◆ **Aim**
State how many lines of the records contain the string "blanket", treating uppercase and lowercase as distinct. Give only the number.

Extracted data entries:
┄┄┄┄┄┄┄┄┄┄┄┄┄┄┄┄┄┄┄┄

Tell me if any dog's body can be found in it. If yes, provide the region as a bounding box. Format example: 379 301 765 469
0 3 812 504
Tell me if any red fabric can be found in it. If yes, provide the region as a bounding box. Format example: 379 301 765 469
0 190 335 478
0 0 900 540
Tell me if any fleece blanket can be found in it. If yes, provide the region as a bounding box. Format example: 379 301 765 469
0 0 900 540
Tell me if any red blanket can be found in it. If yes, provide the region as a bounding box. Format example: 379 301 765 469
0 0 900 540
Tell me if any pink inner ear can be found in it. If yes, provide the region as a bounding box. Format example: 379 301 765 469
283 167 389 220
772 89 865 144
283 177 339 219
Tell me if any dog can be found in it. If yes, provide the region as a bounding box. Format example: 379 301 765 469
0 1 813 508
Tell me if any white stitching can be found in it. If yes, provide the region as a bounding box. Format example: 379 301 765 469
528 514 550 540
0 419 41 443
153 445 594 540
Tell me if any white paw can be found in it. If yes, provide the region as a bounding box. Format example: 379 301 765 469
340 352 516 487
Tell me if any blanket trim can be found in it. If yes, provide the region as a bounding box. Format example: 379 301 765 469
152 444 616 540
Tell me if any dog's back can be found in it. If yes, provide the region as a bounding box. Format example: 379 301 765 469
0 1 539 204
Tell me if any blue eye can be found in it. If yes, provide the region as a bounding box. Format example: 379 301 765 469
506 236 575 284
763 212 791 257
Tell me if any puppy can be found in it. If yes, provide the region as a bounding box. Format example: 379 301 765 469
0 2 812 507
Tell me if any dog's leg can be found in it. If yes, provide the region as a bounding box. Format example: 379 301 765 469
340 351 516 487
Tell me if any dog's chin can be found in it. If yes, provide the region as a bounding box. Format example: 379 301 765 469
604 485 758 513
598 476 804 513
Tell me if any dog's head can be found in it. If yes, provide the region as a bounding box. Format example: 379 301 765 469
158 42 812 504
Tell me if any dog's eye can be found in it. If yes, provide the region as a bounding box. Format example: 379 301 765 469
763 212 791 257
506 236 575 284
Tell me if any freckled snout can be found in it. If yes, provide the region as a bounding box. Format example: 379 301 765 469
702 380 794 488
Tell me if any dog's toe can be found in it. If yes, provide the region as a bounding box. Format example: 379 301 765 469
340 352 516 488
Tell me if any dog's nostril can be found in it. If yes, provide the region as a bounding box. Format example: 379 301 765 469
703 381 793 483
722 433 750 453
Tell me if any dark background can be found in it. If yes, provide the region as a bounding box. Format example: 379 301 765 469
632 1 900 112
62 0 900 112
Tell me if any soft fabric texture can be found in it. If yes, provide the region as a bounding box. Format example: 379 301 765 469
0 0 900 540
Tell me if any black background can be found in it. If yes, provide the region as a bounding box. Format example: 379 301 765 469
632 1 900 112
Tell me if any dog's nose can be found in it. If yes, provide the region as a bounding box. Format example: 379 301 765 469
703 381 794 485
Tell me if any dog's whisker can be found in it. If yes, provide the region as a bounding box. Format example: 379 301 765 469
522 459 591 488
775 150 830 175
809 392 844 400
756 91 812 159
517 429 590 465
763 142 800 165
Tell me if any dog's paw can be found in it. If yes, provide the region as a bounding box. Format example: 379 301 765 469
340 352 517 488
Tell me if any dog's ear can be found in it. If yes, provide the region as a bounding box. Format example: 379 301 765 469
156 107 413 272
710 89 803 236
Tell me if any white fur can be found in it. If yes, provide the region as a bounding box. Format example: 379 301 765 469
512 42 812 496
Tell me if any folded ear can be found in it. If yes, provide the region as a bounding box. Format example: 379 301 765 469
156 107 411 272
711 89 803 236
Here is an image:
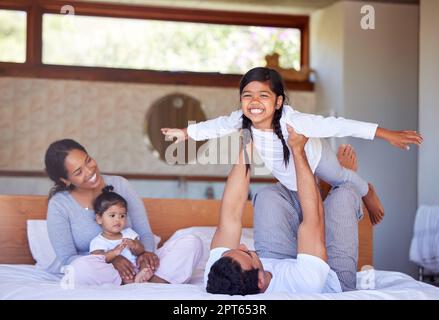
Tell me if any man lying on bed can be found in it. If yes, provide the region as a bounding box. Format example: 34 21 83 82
204 128 358 295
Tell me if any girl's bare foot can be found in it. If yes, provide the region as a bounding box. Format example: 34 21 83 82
337 144 358 171
134 268 154 283
337 144 384 225
363 183 384 225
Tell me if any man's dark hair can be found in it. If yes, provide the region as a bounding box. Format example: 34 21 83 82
206 257 260 296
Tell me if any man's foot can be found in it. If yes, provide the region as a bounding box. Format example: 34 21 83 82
337 144 358 171
134 268 154 283
363 183 384 225
337 144 384 225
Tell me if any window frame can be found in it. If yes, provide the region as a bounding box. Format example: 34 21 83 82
0 0 314 91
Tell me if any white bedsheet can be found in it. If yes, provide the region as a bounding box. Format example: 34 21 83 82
0 264 439 300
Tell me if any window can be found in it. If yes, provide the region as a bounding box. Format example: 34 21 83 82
43 14 300 74
0 10 26 63
0 0 313 90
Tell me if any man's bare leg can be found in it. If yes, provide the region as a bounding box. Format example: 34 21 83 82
337 144 384 225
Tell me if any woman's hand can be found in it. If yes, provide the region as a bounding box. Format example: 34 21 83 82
375 128 424 150
161 128 188 143
287 124 308 152
137 251 160 271
124 239 145 256
111 255 136 280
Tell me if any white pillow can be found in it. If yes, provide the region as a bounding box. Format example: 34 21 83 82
165 227 255 268
27 220 161 272
27 220 56 269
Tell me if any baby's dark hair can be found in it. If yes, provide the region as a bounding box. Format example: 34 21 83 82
93 185 128 215
239 67 290 171
206 257 260 296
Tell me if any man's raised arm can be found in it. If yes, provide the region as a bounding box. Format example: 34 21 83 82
287 126 327 261
210 138 252 249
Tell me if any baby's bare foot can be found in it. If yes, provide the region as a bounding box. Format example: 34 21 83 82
363 183 384 225
134 268 154 283
337 144 358 171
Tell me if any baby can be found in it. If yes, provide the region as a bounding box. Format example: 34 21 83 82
90 186 154 284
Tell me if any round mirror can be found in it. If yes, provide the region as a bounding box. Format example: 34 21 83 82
144 93 206 163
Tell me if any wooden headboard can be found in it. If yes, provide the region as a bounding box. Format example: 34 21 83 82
0 195 372 268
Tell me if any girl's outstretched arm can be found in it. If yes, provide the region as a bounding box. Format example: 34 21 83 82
161 110 242 143
375 127 424 150
281 106 423 149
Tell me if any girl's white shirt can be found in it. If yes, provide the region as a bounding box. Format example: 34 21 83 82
187 105 378 191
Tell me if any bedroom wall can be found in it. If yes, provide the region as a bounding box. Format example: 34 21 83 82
418 0 439 205
0 77 315 198
311 1 419 275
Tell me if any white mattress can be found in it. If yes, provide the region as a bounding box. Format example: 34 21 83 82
0 264 439 300
0 227 439 300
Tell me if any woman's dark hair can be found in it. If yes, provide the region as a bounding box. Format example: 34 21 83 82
44 139 87 199
93 185 128 215
239 67 290 171
206 257 260 296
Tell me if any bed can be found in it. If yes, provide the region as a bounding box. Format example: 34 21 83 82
0 195 439 300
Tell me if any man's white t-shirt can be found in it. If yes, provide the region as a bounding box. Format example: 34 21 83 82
90 228 139 265
204 247 342 293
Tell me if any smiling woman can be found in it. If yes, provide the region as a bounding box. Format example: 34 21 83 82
45 139 202 284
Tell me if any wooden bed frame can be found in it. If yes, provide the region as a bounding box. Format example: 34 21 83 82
0 195 372 269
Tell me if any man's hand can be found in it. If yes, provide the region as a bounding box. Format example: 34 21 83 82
161 128 188 143
111 255 136 280
137 251 160 271
375 128 424 150
287 125 308 152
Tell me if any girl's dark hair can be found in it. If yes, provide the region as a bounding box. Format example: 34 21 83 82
93 185 128 215
44 139 87 199
239 67 290 171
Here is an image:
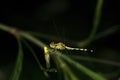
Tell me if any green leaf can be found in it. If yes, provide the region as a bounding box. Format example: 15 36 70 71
57 52 106 80
9 39 23 80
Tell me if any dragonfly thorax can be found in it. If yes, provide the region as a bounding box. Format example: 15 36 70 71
50 42 66 50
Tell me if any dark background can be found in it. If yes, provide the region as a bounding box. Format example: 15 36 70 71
0 0 120 79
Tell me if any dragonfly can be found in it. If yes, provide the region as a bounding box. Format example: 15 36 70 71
50 42 93 52
44 18 93 68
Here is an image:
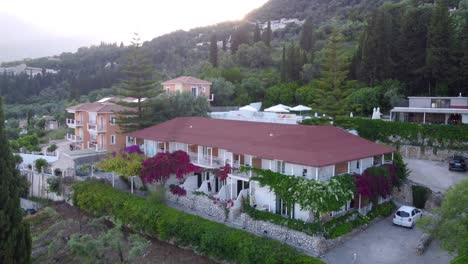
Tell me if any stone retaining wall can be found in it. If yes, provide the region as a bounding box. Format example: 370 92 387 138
166 191 229 222
166 192 378 256
239 213 328 256
399 145 468 161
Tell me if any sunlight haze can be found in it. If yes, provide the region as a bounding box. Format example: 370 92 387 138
0 0 267 61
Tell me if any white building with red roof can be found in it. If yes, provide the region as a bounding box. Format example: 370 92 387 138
162 76 213 100
128 117 395 221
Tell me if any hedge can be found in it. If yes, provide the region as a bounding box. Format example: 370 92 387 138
411 185 432 209
303 116 468 149
72 181 323 263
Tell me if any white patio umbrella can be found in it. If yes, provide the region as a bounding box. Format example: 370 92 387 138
275 104 291 110
265 105 289 113
239 105 257 112
289 105 312 115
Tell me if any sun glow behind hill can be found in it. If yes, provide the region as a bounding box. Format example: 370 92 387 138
0 0 267 44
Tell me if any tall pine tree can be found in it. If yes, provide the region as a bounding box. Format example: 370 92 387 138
254 23 262 43
312 29 351 116
231 24 249 54
281 44 286 82
117 34 162 133
0 97 31 264
300 18 315 53
425 0 452 95
262 20 273 47
210 34 218 67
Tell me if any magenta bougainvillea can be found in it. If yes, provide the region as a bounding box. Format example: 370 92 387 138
354 164 397 200
122 145 143 155
216 163 232 181
141 150 201 183
169 184 187 196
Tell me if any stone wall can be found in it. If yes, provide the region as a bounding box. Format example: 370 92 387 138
166 192 376 256
392 180 443 211
166 191 229 222
240 213 328 256
400 145 468 161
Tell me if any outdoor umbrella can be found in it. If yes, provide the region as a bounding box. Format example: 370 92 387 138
239 105 257 112
275 104 291 110
289 105 312 115
265 105 289 113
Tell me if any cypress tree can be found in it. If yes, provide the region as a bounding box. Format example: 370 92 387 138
300 18 315 53
286 42 304 81
459 17 468 91
312 29 351 116
397 8 430 95
281 44 286 82
231 25 249 54
425 0 452 95
262 20 272 47
223 38 227 52
0 97 31 264
254 23 262 43
210 34 218 67
117 34 162 133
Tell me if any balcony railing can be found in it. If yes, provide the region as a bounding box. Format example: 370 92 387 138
188 152 224 168
88 123 106 133
66 118 83 128
67 134 83 142
88 141 106 152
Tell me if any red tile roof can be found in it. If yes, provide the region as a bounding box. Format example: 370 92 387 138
66 102 132 113
129 117 395 167
162 76 211 85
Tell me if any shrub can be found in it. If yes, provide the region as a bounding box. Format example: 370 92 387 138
367 201 396 219
47 177 60 195
330 222 353 238
72 181 322 263
54 168 62 176
47 144 58 152
411 185 431 209
34 159 49 172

┄┄┄┄┄┄┄┄┄┄┄┄┄┄┄┄┄┄┄┄

◆ **Written response**
3